§ **SOURCE TEXT**
For the problem of structure–ice interaction, relevant research has been carried out by scholars [2,3,4]. Withalm [5] developed an innovative model that enhances the Matlock model, specifically focusing on ice-induced vibrations. The model revealed that the average ice force generated on the structure as well as the rupture frequency of ice mainly depends on the ice’s own parameters. Based on the actual form and structural data of a prototype bridge pier, and based on the contact–collision theory and nonlinear finite element analysis theory, Xufeng Zhang [6] thoroughly investigated the effects of ice strength, elastic modulus, and ice thickness on the maximum ice force of streaming ice with the help of LS-DYNA. The simulation results compellingly demonstrate that the impact force shows an increasing trend as the strength, elastic modulus, and thickness increase. Lianzhen Zhang [7] conducted a study on the collision process between river ice and a bridge pier using LS-DYNA. The results of the simulation indicate that the maximum value of the ice force over time initially increases as the speed of the river ice rises. However, after reaching a certain point, this value begins to decrease with further increases in river ice speed. Tuhkuri [8] performed numerical simulations of ice–structure interactions using the discrete element method (DEM) and verified its unique advantages in characterizing the non-homogeneity of ice materials and dynamic damage processes.

In summary, the current studies on the interaction between structures and ice [9,10] mainly focus on the mechanical characterization of frozen ice [11,12,13,14], while insufficient attention has been paid to the impact effect of porous ice during the ablation period. During spring ablation, changes in the internal porosity of the ice significantly affect its mechanical properties—the dense ice structure formed in winter gradually evolves into a porous medium containing gas bubbles and microcracks [15]. Existing impact studies mostly treat ice as a homogeneous material [16,17], neglecting the effect of porosity, a key parameter, on impact loading. This simplification may lead to the deviation of ice load prediction at bridge abutments, which in turn affects the reliability of the ice-resistant design of bridges in cold regions.

§ **GIVEN REQUEST A**
In the records, output the stretch from the line containing "target: arched glass roof" through the line containing "[(91, 36), (78, 36), (76, 37), (77, 40), (92, 40)]" without any changes.

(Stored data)

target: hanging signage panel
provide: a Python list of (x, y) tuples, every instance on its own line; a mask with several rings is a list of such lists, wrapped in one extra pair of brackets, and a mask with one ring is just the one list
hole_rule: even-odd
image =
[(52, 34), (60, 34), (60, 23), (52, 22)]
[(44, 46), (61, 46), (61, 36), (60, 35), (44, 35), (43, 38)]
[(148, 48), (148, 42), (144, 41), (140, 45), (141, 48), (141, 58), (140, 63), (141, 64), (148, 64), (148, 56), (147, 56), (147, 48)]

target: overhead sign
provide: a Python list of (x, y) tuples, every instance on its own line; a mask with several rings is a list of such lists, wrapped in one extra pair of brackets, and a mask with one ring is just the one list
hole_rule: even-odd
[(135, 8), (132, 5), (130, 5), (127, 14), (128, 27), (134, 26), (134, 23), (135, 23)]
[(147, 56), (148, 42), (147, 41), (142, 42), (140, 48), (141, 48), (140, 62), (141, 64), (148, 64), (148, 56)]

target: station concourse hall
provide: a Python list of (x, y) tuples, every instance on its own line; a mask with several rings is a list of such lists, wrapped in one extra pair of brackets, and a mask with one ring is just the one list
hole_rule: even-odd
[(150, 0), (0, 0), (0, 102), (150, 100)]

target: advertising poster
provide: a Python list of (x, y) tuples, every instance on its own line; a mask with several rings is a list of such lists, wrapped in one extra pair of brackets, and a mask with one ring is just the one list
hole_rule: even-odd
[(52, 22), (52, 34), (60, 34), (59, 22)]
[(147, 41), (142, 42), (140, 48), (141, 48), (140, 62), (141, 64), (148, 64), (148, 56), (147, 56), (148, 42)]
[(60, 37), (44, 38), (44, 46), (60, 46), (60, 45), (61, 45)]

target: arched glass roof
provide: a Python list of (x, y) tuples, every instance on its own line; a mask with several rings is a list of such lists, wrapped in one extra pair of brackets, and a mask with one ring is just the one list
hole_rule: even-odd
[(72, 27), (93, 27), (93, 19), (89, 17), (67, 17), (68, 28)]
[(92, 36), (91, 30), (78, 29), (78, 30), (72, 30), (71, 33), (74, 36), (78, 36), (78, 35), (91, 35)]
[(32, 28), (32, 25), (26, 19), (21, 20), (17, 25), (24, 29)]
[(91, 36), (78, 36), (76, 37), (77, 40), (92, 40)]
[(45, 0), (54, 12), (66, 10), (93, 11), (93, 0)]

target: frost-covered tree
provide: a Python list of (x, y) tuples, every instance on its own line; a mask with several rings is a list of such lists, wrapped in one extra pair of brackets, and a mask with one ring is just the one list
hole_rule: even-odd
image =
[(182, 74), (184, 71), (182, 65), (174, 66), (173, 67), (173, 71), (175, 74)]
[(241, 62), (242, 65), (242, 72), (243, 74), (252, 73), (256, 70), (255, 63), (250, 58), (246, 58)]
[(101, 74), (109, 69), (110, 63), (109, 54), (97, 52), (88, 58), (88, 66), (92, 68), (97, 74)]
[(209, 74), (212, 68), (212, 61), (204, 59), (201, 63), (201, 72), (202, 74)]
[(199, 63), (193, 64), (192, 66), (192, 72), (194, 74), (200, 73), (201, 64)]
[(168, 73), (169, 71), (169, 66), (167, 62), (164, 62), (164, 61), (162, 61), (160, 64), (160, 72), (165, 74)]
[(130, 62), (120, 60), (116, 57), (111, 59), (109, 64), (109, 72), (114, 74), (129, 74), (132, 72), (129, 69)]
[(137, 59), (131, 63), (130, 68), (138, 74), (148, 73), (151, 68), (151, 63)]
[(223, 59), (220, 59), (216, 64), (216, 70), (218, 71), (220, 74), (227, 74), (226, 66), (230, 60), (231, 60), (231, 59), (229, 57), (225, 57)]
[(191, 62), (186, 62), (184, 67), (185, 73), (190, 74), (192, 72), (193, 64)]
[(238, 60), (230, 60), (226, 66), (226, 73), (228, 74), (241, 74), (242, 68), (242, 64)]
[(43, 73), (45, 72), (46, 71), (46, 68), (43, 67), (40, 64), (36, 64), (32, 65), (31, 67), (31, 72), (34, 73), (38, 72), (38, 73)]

§ **GIVEN REQUEST B**
Answer these questions from the passage on ice impact on bridge piers.
(i) What software did Lianzhen Zhang use to study the collision between river ice and a bridge pier?
(ii) Which numerical method did Tuhkuri apply to ice–structure interactions?
(iii) During spring ablation, what does the dense ice structure formed in winter gradually evolve into?

§ **CORRECT RESPONSE A**
target: arched glass roof
provide: a Python list of (x, y) tuples, every instance on its own line; a mask with several rings is a list of such lists, wrapped in one extra pair of brackets, and a mask with one ring is just the one list
hole_rule: even-odd
[(72, 27), (93, 27), (93, 19), (89, 17), (67, 17), (68, 28)]
[(92, 36), (91, 30), (78, 29), (78, 30), (72, 30), (71, 33), (74, 36), (78, 36), (78, 35), (91, 35)]
[(32, 28), (32, 25), (26, 19), (21, 20), (17, 25), (24, 29)]
[(91, 36), (78, 36), (76, 37), (77, 40), (92, 40)]

§ **CORRECT RESPONSE B**
(i) LS-DYNA
(ii) The discrete element method (DEM)
(iii) A porous medium containing gas bubbles and microcracks